> Do this: Repeat, exactly and completely, the entries shown underneath.

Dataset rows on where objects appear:

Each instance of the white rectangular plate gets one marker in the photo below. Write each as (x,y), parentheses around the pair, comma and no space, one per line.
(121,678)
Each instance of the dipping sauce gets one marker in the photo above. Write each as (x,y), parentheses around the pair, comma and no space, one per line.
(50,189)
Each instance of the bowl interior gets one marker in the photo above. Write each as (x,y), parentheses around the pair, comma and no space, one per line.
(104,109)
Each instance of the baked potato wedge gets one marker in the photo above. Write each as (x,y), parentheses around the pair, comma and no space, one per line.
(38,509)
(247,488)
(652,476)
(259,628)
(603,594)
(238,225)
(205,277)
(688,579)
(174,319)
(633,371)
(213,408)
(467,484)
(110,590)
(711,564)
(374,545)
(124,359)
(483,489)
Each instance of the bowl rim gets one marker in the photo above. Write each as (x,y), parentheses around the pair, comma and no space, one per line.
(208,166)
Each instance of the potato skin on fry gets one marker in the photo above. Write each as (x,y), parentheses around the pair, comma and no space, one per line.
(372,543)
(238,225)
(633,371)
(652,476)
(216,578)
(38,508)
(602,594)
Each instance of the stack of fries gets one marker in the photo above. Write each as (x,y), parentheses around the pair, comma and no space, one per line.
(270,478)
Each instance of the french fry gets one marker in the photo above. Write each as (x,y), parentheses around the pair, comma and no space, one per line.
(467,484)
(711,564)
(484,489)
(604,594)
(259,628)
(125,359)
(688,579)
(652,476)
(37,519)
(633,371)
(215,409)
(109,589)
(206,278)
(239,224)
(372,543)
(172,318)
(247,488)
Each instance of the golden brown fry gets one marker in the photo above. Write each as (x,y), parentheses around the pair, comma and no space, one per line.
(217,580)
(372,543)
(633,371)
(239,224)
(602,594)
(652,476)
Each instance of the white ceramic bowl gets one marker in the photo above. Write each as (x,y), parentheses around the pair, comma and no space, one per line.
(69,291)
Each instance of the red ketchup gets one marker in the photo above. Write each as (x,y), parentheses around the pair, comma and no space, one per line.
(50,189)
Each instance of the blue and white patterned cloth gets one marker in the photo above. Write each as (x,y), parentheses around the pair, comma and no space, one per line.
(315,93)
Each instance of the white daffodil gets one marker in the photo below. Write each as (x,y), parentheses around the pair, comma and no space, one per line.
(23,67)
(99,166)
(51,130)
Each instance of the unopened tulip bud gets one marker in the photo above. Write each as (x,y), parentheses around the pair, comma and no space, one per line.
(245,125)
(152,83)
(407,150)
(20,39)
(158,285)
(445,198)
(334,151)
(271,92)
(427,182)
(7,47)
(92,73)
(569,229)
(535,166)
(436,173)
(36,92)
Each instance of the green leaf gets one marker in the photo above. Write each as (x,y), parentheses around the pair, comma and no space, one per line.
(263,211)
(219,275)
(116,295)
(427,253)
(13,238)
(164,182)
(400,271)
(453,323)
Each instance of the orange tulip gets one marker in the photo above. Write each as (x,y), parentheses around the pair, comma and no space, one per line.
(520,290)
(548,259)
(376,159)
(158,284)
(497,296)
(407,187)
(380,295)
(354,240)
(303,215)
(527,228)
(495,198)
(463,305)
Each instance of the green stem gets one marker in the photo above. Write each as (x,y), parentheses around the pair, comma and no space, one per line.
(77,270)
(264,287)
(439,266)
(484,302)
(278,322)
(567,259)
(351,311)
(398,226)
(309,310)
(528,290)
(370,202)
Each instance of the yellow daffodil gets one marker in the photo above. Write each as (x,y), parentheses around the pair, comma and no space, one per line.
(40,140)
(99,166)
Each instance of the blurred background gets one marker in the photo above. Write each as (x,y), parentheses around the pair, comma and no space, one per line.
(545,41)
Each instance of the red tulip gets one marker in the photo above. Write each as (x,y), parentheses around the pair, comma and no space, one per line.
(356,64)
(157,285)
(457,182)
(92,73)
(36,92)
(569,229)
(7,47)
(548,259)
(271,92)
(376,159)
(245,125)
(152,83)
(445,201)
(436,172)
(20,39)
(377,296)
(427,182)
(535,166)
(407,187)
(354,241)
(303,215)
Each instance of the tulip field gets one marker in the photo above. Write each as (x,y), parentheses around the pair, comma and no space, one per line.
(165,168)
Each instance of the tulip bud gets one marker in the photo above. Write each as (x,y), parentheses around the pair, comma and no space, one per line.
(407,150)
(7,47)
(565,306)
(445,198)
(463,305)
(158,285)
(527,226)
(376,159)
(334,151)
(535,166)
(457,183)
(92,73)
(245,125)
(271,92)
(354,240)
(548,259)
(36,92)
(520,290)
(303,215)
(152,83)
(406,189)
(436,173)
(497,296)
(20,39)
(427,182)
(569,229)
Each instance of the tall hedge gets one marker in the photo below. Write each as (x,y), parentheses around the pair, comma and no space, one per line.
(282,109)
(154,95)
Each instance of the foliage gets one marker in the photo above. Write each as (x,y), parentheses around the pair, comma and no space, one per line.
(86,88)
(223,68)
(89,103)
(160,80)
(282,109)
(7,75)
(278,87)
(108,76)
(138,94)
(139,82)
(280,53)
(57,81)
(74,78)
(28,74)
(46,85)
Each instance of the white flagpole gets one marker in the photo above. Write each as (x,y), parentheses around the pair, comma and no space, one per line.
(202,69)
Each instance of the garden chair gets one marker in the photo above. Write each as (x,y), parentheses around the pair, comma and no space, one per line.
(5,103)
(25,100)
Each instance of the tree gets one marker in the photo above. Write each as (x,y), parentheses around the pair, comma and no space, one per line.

> The answer:
Each instance of the white rectangular plate gets one marker in the photo below. Write each as (x,y), parentheses around the pair, comma and no space, one per line.
(121,678)
Each instance of the dipping sauce gets one marker in the photo above. Write each as (x,y), parentheses around the pair, comma and no space, one per line.
(50,189)
Each instance of the bowl interior gets one marker in the photo above. Write each as (x,y), parentheses around the pair, comma and no space, one per line.
(104,109)
Each instance of the baked potato wedge gets one marker in the photo above. Write each as (x,y), parentheses around the pair, comma and no space, one per line.
(38,509)
(247,488)
(652,476)
(259,628)
(603,594)
(238,225)
(205,277)
(688,579)
(174,319)
(633,371)
(213,408)
(467,484)
(110,590)
(711,564)
(374,545)
(124,359)
(483,489)
Each instance of the bowl rim gets one marker in the photo above. Write each as (x,y), parentheses around the pair, comma and no space, one per line.
(208,166)
Each instance of the potato skin on fry gets one marker in the photo above. Write each as (x,y), parentheses around the pair, comma and no space, one per line.
(372,543)
(238,225)
(633,371)
(652,476)
(216,578)
(38,508)
(602,594)
Each instance of the stack of fries gets one marker in the photo above. Write each as (x,y), parentheses around the pair, comma and no space, one per line.
(270,478)
Each instance of the french fry gets one marker in the photo above. Write each as (x,y), parentheses around the pair, comma and no space, one per line.
(467,484)
(711,564)
(484,489)
(604,594)
(259,628)
(125,359)
(688,579)
(652,476)
(37,519)
(633,371)
(215,409)
(109,589)
(206,278)
(239,224)
(372,543)
(172,318)
(247,488)
Each instance of the golden brown fry gets one marker in the photo above. Write each as (x,y), parentheses around the pair, comma and no space, one per line.
(217,580)
(372,543)
(633,371)
(239,224)
(602,594)
(652,476)
Each instance of the white ceramic bowl gets one marker in the photo above. Write each as (x,y), parentheses around the pair, comma and no space, one per line.
(69,291)
Each instance of the red ketchup gets one marker in the photo above. Write each as (x,y), parentheses around the pair, comma and no space, one per line.
(50,189)
Each instance of the blue and white patterned cloth gets one marker in the photo above. Write each as (x,y), parentheses around the pair, comma and no space, one per line.
(315,93)
Each instance of the white daffodil gets one marker in the photo below. Write each as (x,y), parentheses around the pair, comma and no space, one per line.
(23,67)
(99,166)
(51,130)
Each instance of the unopened tulip bud gets one marker in the photo above. Write each as (x,y), parentheses around the pair, comma and no space, one per line.
(245,125)
(152,83)
(407,150)
(20,39)
(158,285)
(445,198)
(334,151)
(271,92)
(427,182)
(7,47)
(92,73)
(569,229)
(535,166)
(436,173)
(36,92)
Each instance of the green leaf gets one marker in the photo above. Write each as (x,y), parentheses around the pair, comma and no space, one per line.
(263,211)
(219,275)
(116,295)
(427,253)
(13,238)
(164,182)
(400,271)
(453,323)
Each instance of the orange tulip gets one marker in the photo above. Write each as (x,y), parentheses around the pair, comma and no space, one per line.
(520,290)
(548,259)
(376,159)
(158,284)
(497,296)
(407,187)
(380,295)
(354,240)
(303,215)
(527,228)
(495,198)
(463,305)
Each instance of the green stem gets one marker in the photo above. Write each as (x,y), parentheses around the pair, comma and no space, one per line.
(77,270)
(264,287)
(439,266)
(484,302)
(278,322)
(567,259)
(351,311)
(398,226)
(309,310)
(528,290)
(370,202)
Each instance of the yellow daffodil gets one marker in the photo above. Write each as (x,y), parentheses around the pair, comma and no space, one per line.
(40,140)
(99,166)
Each instance of the blurred background gets one marker in the photo above. Write each as (x,y), parentheses around the pair, comma and no space, one per line.
(545,41)
Each instance of the red tulip gets one marker in the photo above. Write each as (x,y), parentheses around the pair, comma and no space, one per line.
(356,64)
(157,285)
(457,182)
(92,73)
(36,92)
(569,229)
(7,47)
(548,259)
(271,92)
(376,159)
(245,125)
(152,83)
(445,201)
(436,172)
(20,39)
(377,296)
(427,182)
(535,166)
(407,187)
(354,241)
(303,215)
Each instance of the tulip field gets one marker in the photo above. Write each as (x,y), parentheses around the pair, comma and no space, one per line.
(165,168)
Each instance of the tulip bud gets one marker in the photo above. Write each as (x,y), parentheses around the pair, comma and no space, one per line.
(407,150)
(7,47)
(565,306)
(445,198)
(463,305)
(158,285)
(527,226)
(376,159)
(334,151)
(535,166)
(457,183)
(92,73)
(245,125)
(271,92)
(354,240)
(548,259)
(36,92)
(520,290)
(303,215)
(152,83)
(406,189)
(436,173)
(497,296)
(20,39)
(427,182)
(569,229)
Each instance of the tall hedge gets one marker in the photo below. Write each as (x,y), parentheses around the pair, comma and no space, one per line.
(282,109)
(154,95)
Each instance of the foliage gets one marker in the photo above. Write each as (x,y), parentheses around the pair, comma and no space, one per line.
(86,88)
(223,68)
(89,103)
(160,80)
(282,109)
(7,75)
(278,87)
(108,76)
(138,94)
(139,82)
(280,53)
(57,81)
(74,78)
(28,74)
(46,85)
Each instance of the white flagpole gets one marker in the photo above. Write each as (x,y), parentheses around the pair, comma and no space, one per line.
(202,69)
Each instance of the garden chair gets one marker in the photo above. Write each as (x,y), parentheses around the pair, comma and no space, one per line.
(5,103)
(25,100)
Each instance of the tree gets one marker in the photo above. Write each as (x,y), parentheses around the pair, comma and no space, one per line.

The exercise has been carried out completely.